**** Material shown ****

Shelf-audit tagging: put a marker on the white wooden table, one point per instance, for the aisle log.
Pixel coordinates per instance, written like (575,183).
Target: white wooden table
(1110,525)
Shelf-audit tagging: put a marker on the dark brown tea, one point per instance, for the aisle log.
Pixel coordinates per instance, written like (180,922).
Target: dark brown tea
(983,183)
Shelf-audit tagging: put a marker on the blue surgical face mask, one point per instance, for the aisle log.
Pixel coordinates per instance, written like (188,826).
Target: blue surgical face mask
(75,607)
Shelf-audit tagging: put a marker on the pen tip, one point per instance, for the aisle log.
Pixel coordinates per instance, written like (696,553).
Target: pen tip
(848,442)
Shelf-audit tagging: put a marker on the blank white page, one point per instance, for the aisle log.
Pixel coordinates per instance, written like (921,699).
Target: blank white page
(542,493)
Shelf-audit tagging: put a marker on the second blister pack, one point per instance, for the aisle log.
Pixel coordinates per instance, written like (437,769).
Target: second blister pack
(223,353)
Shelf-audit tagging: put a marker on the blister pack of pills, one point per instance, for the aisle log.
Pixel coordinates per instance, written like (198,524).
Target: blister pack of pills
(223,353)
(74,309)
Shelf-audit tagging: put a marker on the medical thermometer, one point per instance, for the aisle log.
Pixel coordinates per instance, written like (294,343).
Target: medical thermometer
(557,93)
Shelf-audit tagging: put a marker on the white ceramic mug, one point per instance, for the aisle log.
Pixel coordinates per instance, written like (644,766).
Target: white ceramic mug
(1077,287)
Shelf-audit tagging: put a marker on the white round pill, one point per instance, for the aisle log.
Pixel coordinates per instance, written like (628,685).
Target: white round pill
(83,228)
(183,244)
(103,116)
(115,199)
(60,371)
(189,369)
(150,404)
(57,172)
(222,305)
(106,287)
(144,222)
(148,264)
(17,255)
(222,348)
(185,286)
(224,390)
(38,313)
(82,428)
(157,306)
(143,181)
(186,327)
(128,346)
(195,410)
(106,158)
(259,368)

****
**** Material shown ****

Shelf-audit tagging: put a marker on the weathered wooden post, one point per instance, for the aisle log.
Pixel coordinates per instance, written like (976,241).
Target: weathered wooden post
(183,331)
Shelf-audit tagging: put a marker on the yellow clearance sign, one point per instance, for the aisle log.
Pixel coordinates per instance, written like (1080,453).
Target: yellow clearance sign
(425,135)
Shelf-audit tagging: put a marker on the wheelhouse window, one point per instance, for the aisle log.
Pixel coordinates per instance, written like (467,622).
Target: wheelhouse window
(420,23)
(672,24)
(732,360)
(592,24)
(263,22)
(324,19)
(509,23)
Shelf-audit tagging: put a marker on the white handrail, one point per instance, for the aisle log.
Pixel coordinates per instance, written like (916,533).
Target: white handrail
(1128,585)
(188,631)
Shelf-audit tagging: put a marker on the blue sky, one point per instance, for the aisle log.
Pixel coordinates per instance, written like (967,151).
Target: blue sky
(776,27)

****

Please tally the lines in the records above that contain the string "dark", where case counts. Give only the number.

- _Completed exercise_: 2